» Document:
# Pouch for pellets - Kydex?



## JoergS (Dec 17, 2009)

Someone challenged me to make a slingshot that shoots shotgun pellets.

Of course I know that this has been done already, and a long time ago (there was even a commercial product). But with my powerful slingshots, I think I can hurl a large amount of lead pellets, far more than it was possible with the previous models.

Now I was thinking to use Kydex for the pouch. Kydex is a material that is often used for knife sheaths, it can be formed when hot and then it stiffens as it cools, holding the form.

This video shows how it is processed:






Seems easy enough.

Now my idea is to make a pouch just like Saunders, only from Kydex and shaped for a lot of pellets.

The cups would hold the shot, and there would be a little "funnel" on the top so you can load the pellets comfortably.

The joint in the middle of the pouch would be weakened just enough to make the pouch foldable in the middle.

This could probably work for regular lead/steel balls as well!

What do you think? I do see some danger from the pouch beeing hard, but then again the Saunders pouch is hard, too.

Jörg


----------



## Tex-Shooter (Dec 17, 2009)

Jörg, think you went the wrong way, the double pocket pouch will just scatter the pellets more than you might want. I have made shot pouches just by folding the pouch and taking a stitch on each side about 1/8 inch from the fold. You can make a shot shell by lining a thimble with a single ply of Facial tissue (like Kleenex) (most are made up with two plies) and tying it off with a thread. I have used this method with success; however the small shot does not have much killing power. I have also used this method with sand to shoot kill wasp. The shot just explodes out of the tissue when shot. -- Tex


----------



## harpersgrace (Jan 28, 2010)

The Blackhawk by ASC had a pouch molded into the bands very much like the one you designed, and the old Wham O instructions were pretty much spot on with what Tex said about putting a stitch in the pouch so both methods seem to be do-able.


----------



## Melchior (Dec 27, 2009)

The preferred way to shoot several projectiles is to use a slightly larger pouch and put the pellets in the corner of a plastic bag or inside a paper cube. The pellets will leave the cube in mid-air due to its higher wind resistance. This is the only way known to me not to launch the pellets all over the place.


----------



## JoergS (Dec 17, 2009)

Maybe the Kydex pouch isn't such a bad idea, if combined with the "tissue wrap" method?

As I like the Saunders pouch, I wanted to try to make one myself anyway. Just for bigger ammo.


----------



## Flatband (Dec 18, 2009)

Kydex huh? I'll have to check that stuff out. Looks real interesting not only for pouches but for a lot of other crafts too! Cool! Thanks, Flatband


----------



## stelug (Feb 6, 2010)

» Parts of the exercise:
A: Copy out everything in the slingshot pouch thread from "## harpersgrace (Jan" down to "(Dec 27, 2009)", changing "stitch" to "seam".
B: Write the next part of the slingshot pouch thread, picking up where it stops.

» Source material:
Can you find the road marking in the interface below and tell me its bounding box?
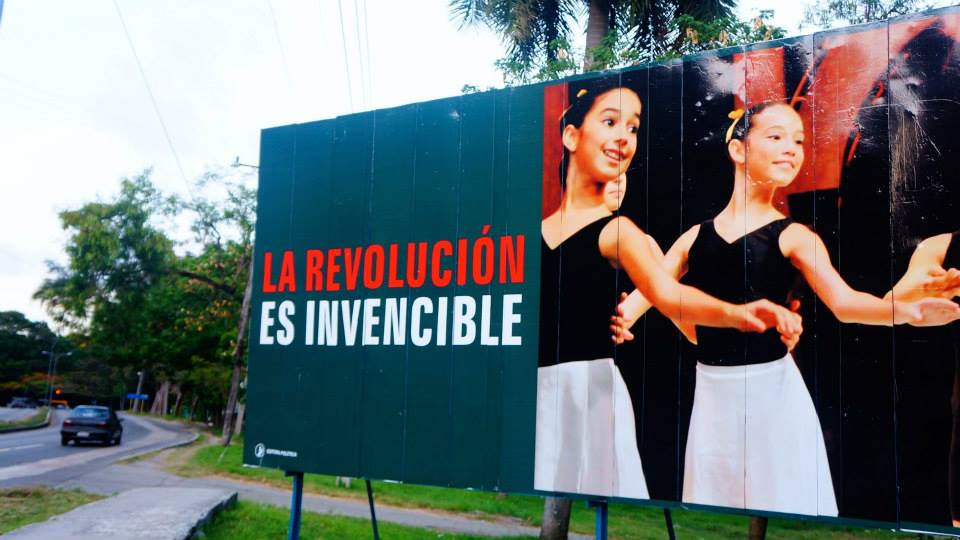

» The answers:
A:
## harpersgrace (Jan 28, 2010)

The Blackhawk by ASC had a pouch molded into the bands very much like the one you designed, and the old Wham O instructions were pretty much spot on with what Tex said about putting a seam in the pouch so both methods seem to be do-able.


----------



## Melchior (Dec 27, 2009)

B:
Here is what we use to do for shotgun birds with catty here in Italy in my (far) youthness. 
1) Drop some pellets (small balls) in small single sheat piece of paper (neswspaper whorks very well). 
2) Twist the surplus paper (just like charm's wrapping). 
3) Soack the whole thing in whater with some corn flaws, or any other kind of very mild glue: coccoine whorks well. 
4) When dry you must cut the twisted part as near as possible at the paper pouch with the pellets in, letting a small opening but not big enaught to have pellets slipping out. 
Shooting this "sweet"projectiles with the small opening facing the forks will make ithem act like a parachute. The paper sheat will open for the effect of the air after a few meters, the pellets will continue theyr letal fly.
Believe it whorks.


----------



## pelleteer (Dec 19, 2009)

Kydex is addictive!







I made my own press by buying two pieces of foam (12x12x1) from these guys and cutting out two pieces of 1" plywood to match. Some people clamp the pices of wood together while the kydex sets up, but I just stand on mine.







I also get my kydex and other small parts from them. Very good company to deal with. I've made several knife sheaths, belt hangers, and assorted other items. If you're gonna work with kydex, I'd say the two items you shouldn't skimp on or try to substitute for are the pieces of foam and a good quality heat gun. Others have tried various other types of foam with varying degrees of success, but the specially made stuff isn't super pricey to begin with and works awesomely. Some will say the heat gun isn't necessary, since you can heat the kydex in a regular or toaster oven, but I've found the heat gun makes things several orders of magnitutde easier, since the kydex starts to cool and harden very quickly. By applying the heat gun, you have far more time to get things situated in the press just right, etc.


----------



## Flatband (Dec 18, 2009)

I've used the corners of plastic bags, tissue paper,balloon ends and cupped pouches,but like Bill said,for short range and not too much power,the BB spread isn't bad, longer range,tighter pattern more power, I was never able to find it. Give it a go Joerg. With your skill I would love to see what you come up with! Flatband


----------



## pelleteer (Dec 19, 2009)

I don't know how thick the Saunders pouches are, but the potential problem with kydex is the thinnest I've ever seen is .06" (1.5mm). This is the stuff I use, and even at this thickness it's very rigid.


----------



## matthewt (Apr 17, 2010)

i once saw some pictures basicly two metal plates with a hole drilled in just a bit bigger than a 10mm ball bearing then put the bearing in the pouch and clamp it in the plates to make a cup shape ill try find a link : this is my way its perfect http://slingshots.myfreeforum.org/how_to_form_a_pouch_about18.html id give it a go


JoergS said:


> Someone challenged me to make a slingshot that shoots shotgun pellets.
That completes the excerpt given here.